Requirement: Line by line, copy out the data that follows.
BEGIN Source records
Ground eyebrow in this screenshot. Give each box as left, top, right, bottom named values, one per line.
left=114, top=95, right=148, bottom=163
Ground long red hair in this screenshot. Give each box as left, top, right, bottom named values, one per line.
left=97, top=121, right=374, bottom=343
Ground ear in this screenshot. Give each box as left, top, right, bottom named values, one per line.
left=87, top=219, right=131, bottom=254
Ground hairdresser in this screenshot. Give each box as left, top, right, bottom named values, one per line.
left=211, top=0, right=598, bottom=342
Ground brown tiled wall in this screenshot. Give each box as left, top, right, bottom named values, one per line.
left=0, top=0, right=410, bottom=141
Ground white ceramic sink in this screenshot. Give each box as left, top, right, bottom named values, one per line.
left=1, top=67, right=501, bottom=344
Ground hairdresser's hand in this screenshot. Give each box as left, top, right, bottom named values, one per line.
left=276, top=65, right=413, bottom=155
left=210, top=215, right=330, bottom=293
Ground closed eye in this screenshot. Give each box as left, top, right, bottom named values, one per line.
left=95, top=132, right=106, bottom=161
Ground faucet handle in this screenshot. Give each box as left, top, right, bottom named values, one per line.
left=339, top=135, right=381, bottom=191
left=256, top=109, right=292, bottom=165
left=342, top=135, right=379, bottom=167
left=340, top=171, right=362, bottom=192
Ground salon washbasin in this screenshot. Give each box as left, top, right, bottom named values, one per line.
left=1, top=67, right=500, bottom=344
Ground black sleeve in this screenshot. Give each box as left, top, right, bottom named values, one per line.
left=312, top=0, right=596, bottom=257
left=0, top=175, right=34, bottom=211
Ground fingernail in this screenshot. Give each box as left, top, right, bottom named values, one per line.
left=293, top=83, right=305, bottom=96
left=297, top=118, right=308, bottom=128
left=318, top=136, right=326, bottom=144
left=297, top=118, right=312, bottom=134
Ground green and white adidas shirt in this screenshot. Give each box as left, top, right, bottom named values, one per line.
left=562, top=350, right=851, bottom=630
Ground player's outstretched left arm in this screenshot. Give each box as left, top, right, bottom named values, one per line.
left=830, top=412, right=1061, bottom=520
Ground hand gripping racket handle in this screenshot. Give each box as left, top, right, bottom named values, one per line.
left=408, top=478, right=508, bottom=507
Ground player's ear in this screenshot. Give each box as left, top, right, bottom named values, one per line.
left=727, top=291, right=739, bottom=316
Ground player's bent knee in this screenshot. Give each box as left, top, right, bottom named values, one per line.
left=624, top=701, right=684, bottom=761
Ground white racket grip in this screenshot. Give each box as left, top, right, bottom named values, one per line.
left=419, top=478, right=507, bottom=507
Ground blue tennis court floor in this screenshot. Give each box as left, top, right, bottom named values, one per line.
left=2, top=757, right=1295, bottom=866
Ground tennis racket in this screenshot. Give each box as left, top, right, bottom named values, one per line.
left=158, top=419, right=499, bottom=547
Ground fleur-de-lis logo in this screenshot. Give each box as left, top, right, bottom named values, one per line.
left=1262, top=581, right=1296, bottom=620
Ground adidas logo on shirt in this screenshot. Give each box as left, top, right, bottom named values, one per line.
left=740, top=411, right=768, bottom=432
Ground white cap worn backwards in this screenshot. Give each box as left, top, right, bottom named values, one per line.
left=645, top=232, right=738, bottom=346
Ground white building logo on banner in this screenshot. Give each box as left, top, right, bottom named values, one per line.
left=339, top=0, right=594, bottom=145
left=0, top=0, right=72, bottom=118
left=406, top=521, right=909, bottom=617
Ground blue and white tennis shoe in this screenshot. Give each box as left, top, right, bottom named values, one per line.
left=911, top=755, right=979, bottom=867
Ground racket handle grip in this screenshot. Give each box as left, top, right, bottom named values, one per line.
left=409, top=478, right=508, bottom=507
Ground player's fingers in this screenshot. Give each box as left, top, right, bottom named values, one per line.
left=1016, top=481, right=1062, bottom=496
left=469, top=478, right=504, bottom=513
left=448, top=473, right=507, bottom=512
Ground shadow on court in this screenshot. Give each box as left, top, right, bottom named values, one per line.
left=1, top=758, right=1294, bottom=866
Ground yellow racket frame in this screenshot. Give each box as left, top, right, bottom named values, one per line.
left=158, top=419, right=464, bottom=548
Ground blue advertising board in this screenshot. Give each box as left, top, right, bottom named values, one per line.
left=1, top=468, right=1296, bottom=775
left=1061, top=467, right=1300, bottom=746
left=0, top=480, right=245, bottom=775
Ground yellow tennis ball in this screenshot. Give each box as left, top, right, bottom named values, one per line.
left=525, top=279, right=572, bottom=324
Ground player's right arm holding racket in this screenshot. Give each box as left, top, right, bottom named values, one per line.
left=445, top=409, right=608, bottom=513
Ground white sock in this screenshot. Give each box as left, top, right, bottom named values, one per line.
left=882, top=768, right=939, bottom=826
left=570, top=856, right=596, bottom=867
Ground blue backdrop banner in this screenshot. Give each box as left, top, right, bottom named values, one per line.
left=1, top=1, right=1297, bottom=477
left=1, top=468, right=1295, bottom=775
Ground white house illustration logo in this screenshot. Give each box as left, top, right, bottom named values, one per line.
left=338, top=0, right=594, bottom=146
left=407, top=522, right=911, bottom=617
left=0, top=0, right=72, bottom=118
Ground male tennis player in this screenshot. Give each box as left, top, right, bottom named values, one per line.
END Source records
Response to this task:
Ground eyebrow in this screenshot. Give each box as left, top, right, bottom named values, one per line.
left=114, top=95, right=148, bottom=163
Ground long red hair in this screenshot. Give each box as left, top, right, bottom named values, one per line.
left=97, top=121, right=374, bottom=343
Ground ear in this screenshot. Give each box as left, top, right, bottom named values, one per line.
left=87, top=219, right=131, bottom=254
Ground hairdresser in this screenshot. Give each box as left, top, right, bottom named values, one per line.
left=211, top=0, right=598, bottom=342
Ground brown tiled wall in this screenshot. Give each box as left, top, right, bottom named values, one per line.
left=0, top=0, right=410, bottom=141
Ground white ceramic sink in this screenshot. Give each box as left, top, right, bottom named values, one per line.
left=1, top=67, right=501, bottom=344
Ground hairdresser's hand in this screenshot. Give each box as left, top, right, bottom named values, one per line.
left=276, top=65, right=413, bottom=155
left=210, top=215, right=330, bottom=293
Ground closed eye in this screenshot. Give each box as left, top, right, bottom named values, one per line.
left=95, top=132, right=106, bottom=161
Ground faucet handle in this screenshot. Give each box as left, top, right, bottom named values, one per line.
left=339, top=135, right=381, bottom=191
left=256, top=109, right=292, bottom=165
left=342, top=135, right=379, bottom=167
left=340, top=171, right=362, bottom=192
Ground salon washbasin in this screenshot. Give each box as left, top, right, bottom named values, one per line.
left=1, top=67, right=500, bottom=344
Ground black sleeve in this screenshot. Give each box as left, top, right, bottom named values, one per line.
left=312, top=0, right=596, bottom=257
left=0, top=175, right=34, bottom=211
Ground fingernail in this screenshot. Give each box as left, top, right, bottom named values, one per line.
left=293, top=83, right=305, bottom=96
left=297, top=118, right=308, bottom=128
left=318, top=136, right=326, bottom=144
left=297, top=118, right=312, bottom=134
Ground green and white adidas shirt in this screenshot. Give each box as left, top, right, bottom named values, one per line.
left=562, top=350, right=851, bottom=630
Ground player's outstretched left arm in this screenshot. Give each box as left, top, right, bottom named values, one per line.
left=830, top=412, right=1061, bottom=520
Ground hand gripping racket handle in this screenshot. Give each box as left, top, right, bottom named values, one per line.
left=408, top=478, right=508, bottom=507
Ground player's ear in this screenshot. Give each box as left, top, right, bottom named values, one per line.
left=727, top=291, right=739, bottom=316
Ground player's bent knee in this screenshot. Give each box as left, top, right, bottom named values, one per line.
left=624, top=701, right=684, bottom=761
Ground white racket grip in this screenshot. Give each box as left, top, right, bottom named values, one per line.
left=419, top=478, right=507, bottom=507
Ground blue tennis court floor in this screenshot. Give each box as left, top, right, bottom named values, one per line.
left=2, top=757, right=1295, bottom=866
Ground tennis racket in this screenshot. Give each box as left, top, right, bottom named values, one per line.
left=158, top=419, right=499, bottom=547
Ground fleur-de-lis logo in this screenshot. Give each box as left, top, right, bottom named values, one per line.
left=1262, top=581, right=1296, bottom=620
Ground adidas logo on shirt in this screenshot. Give each box as left, top, right, bottom named values, one per line.
left=740, top=411, right=768, bottom=432
Ground white cap worn backwards in this screenshot. Give each box as left, top, right, bottom named values, one per line.
left=645, top=232, right=738, bottom=346
Ground white building logo on banner in this screenshot. Give each box as left, top, right, bottom named values, one per line.
left=339, top=0, right=594, bottom=145
left=0, top=0, right=72, bottom=118
left=406, top=521, right=909, bottom=617
Ground blue and white tennis shoe in this screenshot. Give each box as left, top, right, bottom named values, one per line.
left=911, top=755, right=979, bottom=867
Ground racket handle grip in this screenshot. Give each box as left, top, right, bottom named values, one per line.
left=409, top=478, right=508, bottom=507
Ground player's fingers in this screenshot. Give each box as left, top, right, bottom named values, one per line.
left=1016, top=481, right=1062, bottom=496
left=469, top=478, right=504, bottom=513
left=448, top=473, right=507, bottom=512
Ground shadow on court in this screenshot. Give each box as left, top, right, bottom named values, one per line.
left=1, top=758, right=1294, bottom=866
Ground yellow racket frame in this screenshot. Give each box as left, top, right, bottom named values, one per line.
left=158, top=419, right=464, bottom=548
Ground blue advertising board in this screenshot. Give each box as left, top, right, bottom named values, one per line.
left=1, top=468, right=1296, bottom=775
left=1061, top=467, right=1300, bottom=746
left=0, top=480, right=245, bottom=775
Ground yellow tennis ball in this screenshot. Give each box as left, top, right, bottom named values, one per line.
left=525, top=279, right=572, bottom=324
Ground player's right arm holding racket in this screenshot. Give each box as left, top, right, bottom named values, one per line.
left=445, top=409, right=608, bottom=513
Ground white sock in this screenshot. Give each box as left, top, right, bottom named values, one per line.
left=882, top=768, right=939, bottom=826
left=570, top=856, right=596, bottom=867
Ground blue backdrop banner in this screenshot. Give each box as left, top, right, bottom named values, one per line.
left=1, top=1, right=1297, bottom=477
left=1, top=468, right=1295, bottom=775
Ground white house illustration logo in this screenshot. Give each box as left, top, right, bottom named values, one per line.
left=338, top=0, right=594, bottom=146
left=407, top=522, right=911, bottom=617
left=0, top=0, right=72, bottom=118
Ground male tennis player in this screenshot. Give each box as left, top, right, bottom named values, one per line.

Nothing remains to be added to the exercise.